List of tasks:
1. Answer these questions using the text on the Public Health Agency.
(a) To whom must the Chief Public Health Officer submit the annual report on the state of public health?
(b) Which public health doctor did the speaker contact, and for what region?
(c) According to the text, what carries West Nile virus?
2. Continue the text on the Public Health Agency, starting right after its final sentence.

Text:
══════

In addition, the Chief Public Health Officer will also be required to submit to the Minister of Health for tabling in Parliament an annual report of the state of public health in this country. The Chief Public Health Officer will have the authority and expertise that is needed to give Canadians confidence that our public health concerns are being addressed.
Are we interfering in provincial jurisdiction? I say no. I view the Public Health Agency as complementary.
I took it upon myself to contact the public health doctor for the region of Halton, Dr. Nosal. I asked his advice on whether he felt that an additional level of scrutiny of information was important. He told me directly that he and his colleagues throughout Ontario believe it is important to have a national voice in public health.
As a regional councillor, my personal experience in public health issues included SARS. A hospital in the community of Burlington was closed to the public during the SARS outbreak. Constituents called me in tears. They could not get into the hospital to see their loved ones. They wanted to know what was happening. It was something new for us. Information was not as available as we would have liked it to be. We got the answers, but if at that time there had been a national agency that had that type of information on how to respond to emergencies and to a crisis that could have been shared with other communities and provinces, then we would have been able to react in a quicker and more efficient manner.
Another public health issue which I think is more localized for me but could occur in other parts of the province and country is West Nile virus. It is a virus carried by mosquitoes. It tends to grow in stagnant water and can cause a public health issue.
We had a major reaction in Burlington on what to do about West Nile virus. Would it not be great if we had a national agency that could act as a clearinghouse to provide information so that all public health agencies across the country would how we handled the issue, what worked and what did not. Then if it became an issue in another parts of the country they would be able to react quickly to those issues.
That is why I believe we are not interfering with any provincial jurisdiction. What we are doing is standing up for the health of Canadians everywhere.

══════

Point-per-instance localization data
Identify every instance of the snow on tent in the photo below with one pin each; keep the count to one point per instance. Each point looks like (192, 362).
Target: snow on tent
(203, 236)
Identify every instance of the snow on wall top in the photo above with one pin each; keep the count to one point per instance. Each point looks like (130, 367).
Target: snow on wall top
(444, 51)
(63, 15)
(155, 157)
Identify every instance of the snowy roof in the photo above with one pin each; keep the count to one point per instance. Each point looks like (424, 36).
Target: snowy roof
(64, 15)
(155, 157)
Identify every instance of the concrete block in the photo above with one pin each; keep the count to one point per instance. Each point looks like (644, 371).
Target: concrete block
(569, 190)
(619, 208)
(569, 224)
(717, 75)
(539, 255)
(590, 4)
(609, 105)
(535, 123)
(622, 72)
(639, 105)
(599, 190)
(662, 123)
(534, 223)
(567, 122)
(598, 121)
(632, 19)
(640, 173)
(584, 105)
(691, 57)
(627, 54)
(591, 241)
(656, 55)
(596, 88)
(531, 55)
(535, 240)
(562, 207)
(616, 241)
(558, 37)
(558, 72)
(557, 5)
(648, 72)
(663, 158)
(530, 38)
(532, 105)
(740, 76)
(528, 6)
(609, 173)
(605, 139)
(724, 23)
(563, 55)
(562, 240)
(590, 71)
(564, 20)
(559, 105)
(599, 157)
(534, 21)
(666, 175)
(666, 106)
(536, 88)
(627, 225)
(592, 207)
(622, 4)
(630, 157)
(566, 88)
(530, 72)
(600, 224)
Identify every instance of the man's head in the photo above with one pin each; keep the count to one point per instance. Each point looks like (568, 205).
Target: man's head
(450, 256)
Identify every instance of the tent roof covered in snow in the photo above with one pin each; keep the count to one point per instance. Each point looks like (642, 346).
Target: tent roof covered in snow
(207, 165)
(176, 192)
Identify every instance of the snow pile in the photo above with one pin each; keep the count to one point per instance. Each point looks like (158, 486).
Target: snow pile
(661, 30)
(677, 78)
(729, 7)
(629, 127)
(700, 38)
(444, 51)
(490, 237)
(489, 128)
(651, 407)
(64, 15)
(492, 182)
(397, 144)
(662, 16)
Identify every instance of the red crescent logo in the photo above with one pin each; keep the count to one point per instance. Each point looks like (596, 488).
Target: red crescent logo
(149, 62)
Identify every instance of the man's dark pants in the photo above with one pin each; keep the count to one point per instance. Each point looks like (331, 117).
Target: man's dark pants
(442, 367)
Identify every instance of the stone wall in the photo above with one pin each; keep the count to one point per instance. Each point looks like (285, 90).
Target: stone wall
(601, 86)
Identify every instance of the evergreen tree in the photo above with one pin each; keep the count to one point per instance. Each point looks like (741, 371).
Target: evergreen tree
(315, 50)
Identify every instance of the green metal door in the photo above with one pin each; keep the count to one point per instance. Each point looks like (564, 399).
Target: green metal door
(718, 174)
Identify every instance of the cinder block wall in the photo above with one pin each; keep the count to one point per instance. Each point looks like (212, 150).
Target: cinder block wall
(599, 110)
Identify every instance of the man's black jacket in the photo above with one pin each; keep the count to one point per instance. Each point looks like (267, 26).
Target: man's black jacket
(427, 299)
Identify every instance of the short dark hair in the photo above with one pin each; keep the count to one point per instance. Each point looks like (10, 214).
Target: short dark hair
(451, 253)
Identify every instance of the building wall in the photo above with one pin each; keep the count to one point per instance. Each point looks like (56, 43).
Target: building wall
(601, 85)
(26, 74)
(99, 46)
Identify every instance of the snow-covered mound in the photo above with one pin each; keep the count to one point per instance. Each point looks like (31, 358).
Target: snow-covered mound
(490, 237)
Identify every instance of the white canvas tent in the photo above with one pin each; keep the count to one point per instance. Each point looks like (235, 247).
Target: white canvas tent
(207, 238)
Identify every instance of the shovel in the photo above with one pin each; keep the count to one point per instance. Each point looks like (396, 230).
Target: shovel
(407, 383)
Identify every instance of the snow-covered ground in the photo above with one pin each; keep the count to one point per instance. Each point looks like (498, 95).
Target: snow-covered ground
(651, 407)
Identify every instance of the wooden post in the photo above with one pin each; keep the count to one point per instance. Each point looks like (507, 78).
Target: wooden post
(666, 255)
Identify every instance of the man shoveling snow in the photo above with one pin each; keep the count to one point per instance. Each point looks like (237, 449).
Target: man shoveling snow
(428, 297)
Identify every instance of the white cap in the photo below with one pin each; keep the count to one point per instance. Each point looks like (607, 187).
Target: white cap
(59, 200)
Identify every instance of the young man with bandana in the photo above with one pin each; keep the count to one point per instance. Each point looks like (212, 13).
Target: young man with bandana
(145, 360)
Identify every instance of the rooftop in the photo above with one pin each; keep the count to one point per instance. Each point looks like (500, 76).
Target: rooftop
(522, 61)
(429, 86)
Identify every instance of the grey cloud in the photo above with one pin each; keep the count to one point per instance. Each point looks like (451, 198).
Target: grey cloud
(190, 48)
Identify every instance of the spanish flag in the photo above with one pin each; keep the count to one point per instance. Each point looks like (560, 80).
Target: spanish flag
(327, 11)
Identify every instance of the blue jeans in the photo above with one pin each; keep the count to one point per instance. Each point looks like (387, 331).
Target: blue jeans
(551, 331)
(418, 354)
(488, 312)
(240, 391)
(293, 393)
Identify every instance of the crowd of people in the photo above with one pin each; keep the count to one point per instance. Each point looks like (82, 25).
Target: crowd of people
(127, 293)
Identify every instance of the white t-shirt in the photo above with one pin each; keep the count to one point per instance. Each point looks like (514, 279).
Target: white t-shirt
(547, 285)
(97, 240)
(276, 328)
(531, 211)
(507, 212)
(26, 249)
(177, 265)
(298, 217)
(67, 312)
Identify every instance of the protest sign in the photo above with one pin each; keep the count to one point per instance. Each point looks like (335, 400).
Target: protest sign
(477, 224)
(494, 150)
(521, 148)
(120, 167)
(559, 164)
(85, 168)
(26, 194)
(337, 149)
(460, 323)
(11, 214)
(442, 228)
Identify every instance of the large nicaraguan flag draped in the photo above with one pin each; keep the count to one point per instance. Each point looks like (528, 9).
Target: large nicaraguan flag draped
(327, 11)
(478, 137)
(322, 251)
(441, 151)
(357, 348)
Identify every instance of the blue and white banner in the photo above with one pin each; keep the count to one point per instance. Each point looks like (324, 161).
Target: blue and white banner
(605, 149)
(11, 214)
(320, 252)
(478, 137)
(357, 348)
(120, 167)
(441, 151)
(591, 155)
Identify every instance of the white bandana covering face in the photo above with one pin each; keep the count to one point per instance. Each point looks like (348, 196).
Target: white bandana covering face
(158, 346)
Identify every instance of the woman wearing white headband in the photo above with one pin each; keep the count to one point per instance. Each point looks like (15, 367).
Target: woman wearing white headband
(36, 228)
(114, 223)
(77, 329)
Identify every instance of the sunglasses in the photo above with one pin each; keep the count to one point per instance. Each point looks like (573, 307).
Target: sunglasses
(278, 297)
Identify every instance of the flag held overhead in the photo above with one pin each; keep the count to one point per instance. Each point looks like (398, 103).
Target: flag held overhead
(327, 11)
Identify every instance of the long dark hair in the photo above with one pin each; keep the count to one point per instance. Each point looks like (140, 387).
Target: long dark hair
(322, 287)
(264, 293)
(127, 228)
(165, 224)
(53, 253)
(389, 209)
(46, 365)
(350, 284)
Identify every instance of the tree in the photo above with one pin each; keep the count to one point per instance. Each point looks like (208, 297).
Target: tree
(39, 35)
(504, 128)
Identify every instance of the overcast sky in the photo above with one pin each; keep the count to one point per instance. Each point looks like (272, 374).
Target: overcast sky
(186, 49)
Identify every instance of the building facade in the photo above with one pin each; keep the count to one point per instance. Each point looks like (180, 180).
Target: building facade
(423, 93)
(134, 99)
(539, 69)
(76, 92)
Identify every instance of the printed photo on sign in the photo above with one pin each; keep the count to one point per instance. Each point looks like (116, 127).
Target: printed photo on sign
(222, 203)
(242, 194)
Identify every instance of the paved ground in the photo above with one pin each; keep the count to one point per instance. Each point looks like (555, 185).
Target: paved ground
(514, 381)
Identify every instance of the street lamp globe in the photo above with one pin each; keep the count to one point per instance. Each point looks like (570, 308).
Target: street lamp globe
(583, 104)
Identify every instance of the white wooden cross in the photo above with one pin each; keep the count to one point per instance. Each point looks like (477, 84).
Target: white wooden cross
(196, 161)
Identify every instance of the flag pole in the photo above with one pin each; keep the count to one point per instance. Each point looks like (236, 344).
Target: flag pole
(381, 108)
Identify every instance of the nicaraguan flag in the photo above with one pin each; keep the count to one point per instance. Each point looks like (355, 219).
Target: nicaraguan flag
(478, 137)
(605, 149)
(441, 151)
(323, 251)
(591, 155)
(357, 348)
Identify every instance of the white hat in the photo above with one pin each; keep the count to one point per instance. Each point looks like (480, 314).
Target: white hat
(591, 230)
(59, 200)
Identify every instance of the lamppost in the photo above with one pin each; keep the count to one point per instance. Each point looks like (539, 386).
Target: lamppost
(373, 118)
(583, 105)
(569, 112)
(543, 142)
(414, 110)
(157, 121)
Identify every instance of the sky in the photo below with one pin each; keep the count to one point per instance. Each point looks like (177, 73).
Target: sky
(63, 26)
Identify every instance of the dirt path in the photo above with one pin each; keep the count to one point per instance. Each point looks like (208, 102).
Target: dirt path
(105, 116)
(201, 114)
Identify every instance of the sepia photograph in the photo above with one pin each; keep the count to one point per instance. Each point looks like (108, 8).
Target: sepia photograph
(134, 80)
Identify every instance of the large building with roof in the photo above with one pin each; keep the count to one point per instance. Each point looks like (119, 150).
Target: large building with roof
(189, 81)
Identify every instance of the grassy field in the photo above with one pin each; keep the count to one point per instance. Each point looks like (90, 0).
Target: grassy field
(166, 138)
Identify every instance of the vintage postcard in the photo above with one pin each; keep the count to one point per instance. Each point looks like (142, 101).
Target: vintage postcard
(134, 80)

══════

Answers given:
1.
(a) The Minister of Health, for tabling in Parliament.
(b) Dr. Nosal, for the region of Halton.
(c) Mosquitoes.

2.
In addition, there was a study done on whether there was a need for this agency. There was a full consultation with experts in the field and public health stakeholders and they all agreed there was a need and desirability for a national public health agency. In discussions with our provincial and territorial partners, they indicated a need for a federal public health voice. They indicated a particular need for federal involvement in emergency situations.
This legislation does not expand the existing role that the federal government plays in public health. The legislation simply provides the agency with the mandate to assist the Minister of Health in exercising his or her powers, duties and functions in public health.
Of course we want to work cooperatively with our provincial, territorial and municipal partners. In addition, the agency will play an important role with international organizations and other public health experts around the world. Public health threats to Canadians often have no borders.
In conclusion, the Public Health Agency of Canada and the Chief Public Health Officer deserve our support. Whether it is preparing for a pandemic influenza outbreak, maintaining the national emergency stockpile system, consulting with other international organizations, or responding to other public health crises, Canadians can be reassured that the federal government takes public health seriously.
I look forward to supporting the bill all the way through the legislative process.